## ИСХОДНЫЙ ТЕКСТ
::::
Синклер продолжал:
«Посмотрев картину, знакомишься со всей Мексикой, ее внешними сторонами и ее душой, и я берусь предсказать, что народ Советской России наградит эту работу восторженными аплодисментами. Пока что мы просмотрели около 25 миль этого фильма, и маленькая группа друзей, разделивших со мной эту привилегию, единодушна в своем мнении» (т. 6, стр. 536–537).
Как я уже говорил, пленка была смонтирована без участия Эйзенштейна, смонтирована анонимно.
Монтаж самый простой, по последовательности времени. Человек живет, мучается, пытается бороться, потом его убивают, потом над ним плачут. Весь воздух Мексики, все то, чем мыслил Эйзенштейн, то, что объясняло сопротивление, то, что давало уверенность в победе, не осуществилось в монтаже.
Урезанная, склеенная чужими руками лента «Мексика» уже шла по всему миру. Чужой монтаж дал ей, как в сказках бывает, мертвую воду. Мертвая вода сказок склеивает разрубленное тело богатыря. Живой воды творческого монтажа лента не получила. Это страшный конец сказки.
Картина даже в таком виде все же имела успех.
В Париже ее пять раз восстанавливали в прокате.
Ее встретили как одно из величайших произведений кино, но это был праздник мертвых, вернее, торжество еще не рожденного.
Возвращение на родину
В мае 1932 года Эйзенштейн вернулся в Москву.
На родине раны заживают скорее.
Но вообще раны у победителей заживают скорей, чем раны побежденных.
Эйзенштейн вернулся в измененную страну. Многое из того, что делалось при его отъезде, было совершено, прошло и могло воскреснуть только измененным.
Многое появилось заново: Довженко снял ленту «Земля». В этой ленте были широкие, долгие и драматически сомкнутые кинематографические куски.
Монтаж переосмысливался.
Режиссер М. Калатозов снял патетическую картину «Соль Сванетии»; в этой картине столкновение кусков, патетика монтажа обострились.
Советская кинематография набирала силы, входила в звук.
Москву асфальтировали: везде стояли котлы с асфальтом. Асфальт растопляли попросту – дровами.
Около асфальтовых котлов грелись беспризорные, но уже снималась картина «Путевка в жизнь» о конце беспризорщины.
Еще были целы стены, построенные Федором Конем в 1536 году: их звали Китай-городом. Их недавно восстановили и покрыли, как в старину, деревянной кровлей.
Они смотрели на новую Москву вертикальными, как у лисы, зрачками подошвенных бойниц для затинного боя.
Еще шумел базар около Сухаревой башни – здания, в котором когда-то было открыто первое гражданское учебное заведение в России.
Там, где сейчас стоит Московский университет, за кустами сирени таились старые деревянные домики.
Около Арбата и в Замоскворечье стояли особняки с белыми деревянными колонками.
И стенами рустованными, как будто они сложены из больших камней.
Вскоре мы увидели, что эти стены сложены из бревен, обиты войлоком, обшиты тесом и оштукатурены.
Пока около особняков было тихо. Около Поварской были даже две улицы – Большая Молчановка и Малая Молчановка.
::::
## ПРЕДОСТАВЛЕННЫЕ МАТЕРИАЛЫ
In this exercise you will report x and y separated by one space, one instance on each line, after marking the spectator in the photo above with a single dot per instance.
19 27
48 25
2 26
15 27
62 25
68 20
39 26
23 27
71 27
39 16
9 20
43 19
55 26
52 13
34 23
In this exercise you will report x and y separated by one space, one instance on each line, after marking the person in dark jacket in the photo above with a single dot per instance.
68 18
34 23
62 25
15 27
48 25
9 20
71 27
::::
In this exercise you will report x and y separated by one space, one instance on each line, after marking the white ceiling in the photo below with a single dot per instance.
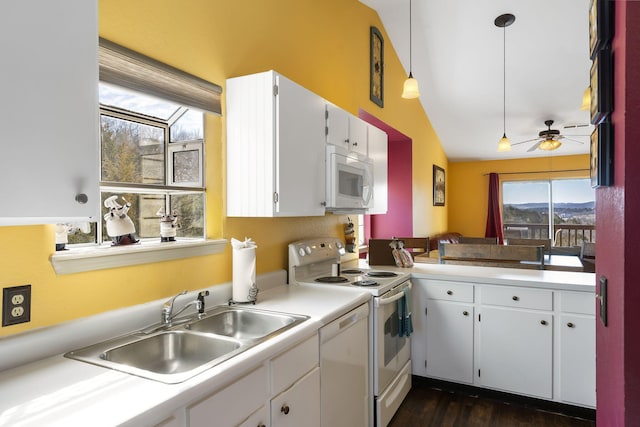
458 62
::::
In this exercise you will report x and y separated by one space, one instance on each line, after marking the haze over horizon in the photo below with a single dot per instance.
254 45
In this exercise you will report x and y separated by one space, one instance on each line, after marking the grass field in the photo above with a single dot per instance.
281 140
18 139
::::
## ЗАДАНИЯ
1. Перечислите все фильмы, чьи названия в исходном тексте приведены в кавычках.
2. Скопируйте из исходного текста фрагмент между словами «Монтаж самый простой, по» и «восстанавливали в прокате.» включительно.

## ОТВЕТЫ К ЗАДАНИЯМ
1. «Мексика», «Земля», «Соль Сванетии», «Путевка в жизнь».

2.
Монтаж самый простой, по последовательности времени. Человек живет, мучается, пытается бороться, потом его убивают, потом над ним плачут. Весь воздух Мексики, все то, чем мыслил Эйзенштейн, то, что объясняло сопротивление, то, что давало уверенность в победе, не осуществилось в монтаже.
Урезанная, склеенная чужими руками лента «Мексика» уже шла по всему миру. Чужой монтаж дал ей, как в сказках бывает, мертвую воду. Мертвая вода сказок склеивает разрубленное тело богатыря. Живой воды творческого монтажа лента не получила. Это страшный конец сказки.
Картина даже в таком виде все же имела успех.
В Париже ее пять раз восстанавливали в прокате.